Referring expression pointing data:

————

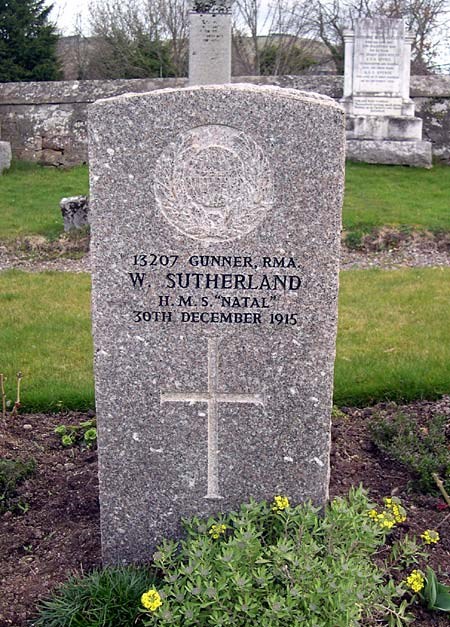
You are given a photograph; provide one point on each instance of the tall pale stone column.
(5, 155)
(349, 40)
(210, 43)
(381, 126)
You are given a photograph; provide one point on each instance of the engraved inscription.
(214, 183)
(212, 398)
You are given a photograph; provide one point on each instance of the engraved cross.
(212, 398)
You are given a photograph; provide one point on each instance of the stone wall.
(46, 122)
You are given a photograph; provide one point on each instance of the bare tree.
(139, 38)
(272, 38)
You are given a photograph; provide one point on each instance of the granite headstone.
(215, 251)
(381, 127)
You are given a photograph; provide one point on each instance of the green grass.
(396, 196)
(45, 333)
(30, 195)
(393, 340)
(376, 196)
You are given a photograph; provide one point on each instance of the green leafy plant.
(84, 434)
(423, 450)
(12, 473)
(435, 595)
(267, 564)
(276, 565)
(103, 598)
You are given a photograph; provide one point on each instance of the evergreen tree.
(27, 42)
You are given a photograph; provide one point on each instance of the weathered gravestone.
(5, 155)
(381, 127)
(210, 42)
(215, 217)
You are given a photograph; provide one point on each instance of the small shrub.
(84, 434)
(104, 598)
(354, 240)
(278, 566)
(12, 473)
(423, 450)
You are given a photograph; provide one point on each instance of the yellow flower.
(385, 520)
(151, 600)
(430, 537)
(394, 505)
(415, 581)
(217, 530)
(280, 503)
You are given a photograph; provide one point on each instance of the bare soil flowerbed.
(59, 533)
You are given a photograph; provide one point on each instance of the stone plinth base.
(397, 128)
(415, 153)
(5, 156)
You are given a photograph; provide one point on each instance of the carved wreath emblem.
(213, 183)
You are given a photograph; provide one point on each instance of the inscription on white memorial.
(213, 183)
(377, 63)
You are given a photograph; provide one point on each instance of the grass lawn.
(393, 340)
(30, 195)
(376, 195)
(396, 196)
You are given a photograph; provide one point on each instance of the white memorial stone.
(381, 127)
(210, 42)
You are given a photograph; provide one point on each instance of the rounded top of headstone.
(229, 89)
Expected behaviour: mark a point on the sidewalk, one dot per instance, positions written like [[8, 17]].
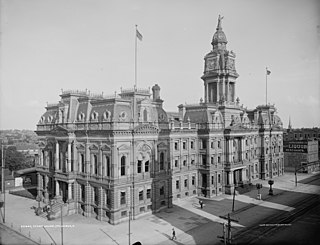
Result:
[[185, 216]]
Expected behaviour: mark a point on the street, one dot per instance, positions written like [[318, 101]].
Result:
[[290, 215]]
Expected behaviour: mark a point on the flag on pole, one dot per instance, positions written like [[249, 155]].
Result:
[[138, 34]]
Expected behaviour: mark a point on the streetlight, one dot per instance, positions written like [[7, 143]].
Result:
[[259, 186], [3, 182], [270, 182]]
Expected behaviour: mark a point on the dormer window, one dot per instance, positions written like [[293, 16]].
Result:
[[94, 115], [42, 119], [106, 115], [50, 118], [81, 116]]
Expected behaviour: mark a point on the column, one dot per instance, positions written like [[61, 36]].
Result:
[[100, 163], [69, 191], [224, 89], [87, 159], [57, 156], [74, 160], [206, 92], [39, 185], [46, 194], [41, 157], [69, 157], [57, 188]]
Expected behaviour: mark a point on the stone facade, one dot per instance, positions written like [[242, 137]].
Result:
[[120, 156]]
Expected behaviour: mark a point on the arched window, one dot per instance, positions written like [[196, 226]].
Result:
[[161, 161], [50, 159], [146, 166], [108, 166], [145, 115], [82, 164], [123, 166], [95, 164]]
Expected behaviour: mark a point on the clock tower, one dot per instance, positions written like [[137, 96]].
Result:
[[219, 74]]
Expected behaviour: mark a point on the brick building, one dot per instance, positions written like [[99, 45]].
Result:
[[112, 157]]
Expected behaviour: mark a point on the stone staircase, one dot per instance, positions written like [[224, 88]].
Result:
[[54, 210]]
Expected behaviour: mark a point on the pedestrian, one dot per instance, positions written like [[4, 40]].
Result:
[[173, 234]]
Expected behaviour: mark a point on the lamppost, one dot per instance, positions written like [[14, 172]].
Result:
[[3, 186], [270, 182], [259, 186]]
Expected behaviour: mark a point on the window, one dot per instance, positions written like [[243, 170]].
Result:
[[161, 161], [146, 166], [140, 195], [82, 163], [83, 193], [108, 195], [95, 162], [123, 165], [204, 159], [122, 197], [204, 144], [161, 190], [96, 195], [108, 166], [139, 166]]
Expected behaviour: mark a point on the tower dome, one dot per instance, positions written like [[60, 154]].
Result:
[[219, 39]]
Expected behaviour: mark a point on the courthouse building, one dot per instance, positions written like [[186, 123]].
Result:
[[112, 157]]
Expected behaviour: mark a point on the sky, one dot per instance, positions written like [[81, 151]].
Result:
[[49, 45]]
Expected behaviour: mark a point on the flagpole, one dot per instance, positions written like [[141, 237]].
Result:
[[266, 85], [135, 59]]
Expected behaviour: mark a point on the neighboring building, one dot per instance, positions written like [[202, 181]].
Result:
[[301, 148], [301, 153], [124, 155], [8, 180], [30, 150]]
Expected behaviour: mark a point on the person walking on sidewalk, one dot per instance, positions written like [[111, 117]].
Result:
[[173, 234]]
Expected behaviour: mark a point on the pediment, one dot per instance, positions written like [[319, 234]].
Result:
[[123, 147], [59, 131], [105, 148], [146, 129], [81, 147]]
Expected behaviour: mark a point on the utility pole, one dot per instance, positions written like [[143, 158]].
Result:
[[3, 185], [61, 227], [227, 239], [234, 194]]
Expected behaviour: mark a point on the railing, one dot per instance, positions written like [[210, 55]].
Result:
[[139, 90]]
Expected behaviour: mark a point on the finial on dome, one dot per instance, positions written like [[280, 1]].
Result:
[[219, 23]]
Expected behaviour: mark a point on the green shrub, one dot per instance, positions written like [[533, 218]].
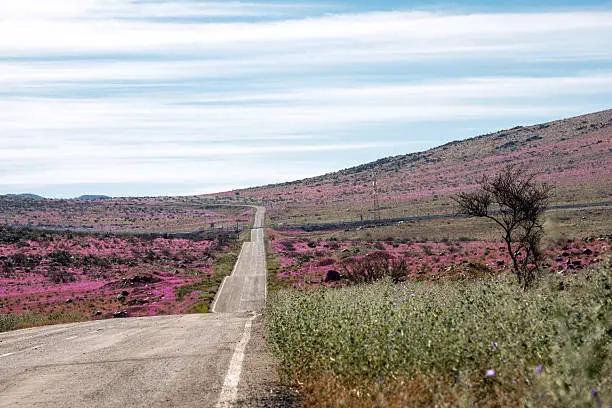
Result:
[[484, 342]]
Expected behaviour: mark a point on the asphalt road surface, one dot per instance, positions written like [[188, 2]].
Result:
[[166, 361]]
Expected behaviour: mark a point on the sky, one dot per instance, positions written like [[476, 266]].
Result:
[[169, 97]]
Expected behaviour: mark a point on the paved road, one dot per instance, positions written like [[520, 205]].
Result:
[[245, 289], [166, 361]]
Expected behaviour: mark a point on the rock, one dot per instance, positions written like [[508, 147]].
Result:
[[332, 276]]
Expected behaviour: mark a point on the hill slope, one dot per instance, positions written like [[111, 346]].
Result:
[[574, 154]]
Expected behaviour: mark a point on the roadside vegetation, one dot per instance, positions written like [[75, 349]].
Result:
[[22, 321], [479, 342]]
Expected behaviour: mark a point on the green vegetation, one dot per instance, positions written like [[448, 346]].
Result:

————

EXERCISE DIRECTIONS:
From the entries above, restate word for word the lines from the line containing "Expected behaviour: mark a point on the lamppost, one" to the line containing "Expected behaviour: mark a point on the utility", both ends included, and nothing more.

SOLUTION:
Expected behaviour: mark a point on the lamppost, one dot per instance, positions written like [[14, 172]].
Result:
[[3, 186], [270, 182], [259, 186]]
Expected behaviour: mark a point on the window, one dot per instance, positions written like [[243, 170]].
Result:
[[161, 161], [146, 166], [140, 195], [82, 163], [83, 193], [108, 195], [95, 162], [123, 165], [204, 159], [122, 197], [204, 144], [161, 190], [96, 195], [108, 166], [139, 166]]
Expected behaviour: mark a point on the tower dome, one dot per instance, positions written like [[60, 154]].
Result:
[[219, 39]]
Expected behaviour: mark a point on the courthouse building, one dot per instance, positions written like [[186, 123]].
Result:
[[112, 157]]
Expected behaviour: mark a point on the sky, one dot per instance, positions written like [[81, 151]].
Result:
[[49, 45]]
Expected behaviour: mark a point on the flagpole, one dot per instance, positions written like [[141, 237]].
Result:
[[266, 85], [135, 59]]
Expected behaviour: mark a point on the neighboring building, one dot per instance, positions written like [[202, 181]].
Result:
[[301, 148], [301, 153], [124, 155], [8, 180], [30, 150]]
Expected behaviour: mark a point on the person walking on sidewalk, one dot per instance, positions written like [[111, 117]].
Result:
[[173, 234]]
Expected behaviour: mark a point on the pediment, one dot per instance, positions written like [[319, 234]].
Result:
[[123, 147], [59, 131], [105, 148], [146, 129], [81, 147]]
Expected behaviour: mark a point on the utility pole, one dot per instance, positions written like [[143, 158]].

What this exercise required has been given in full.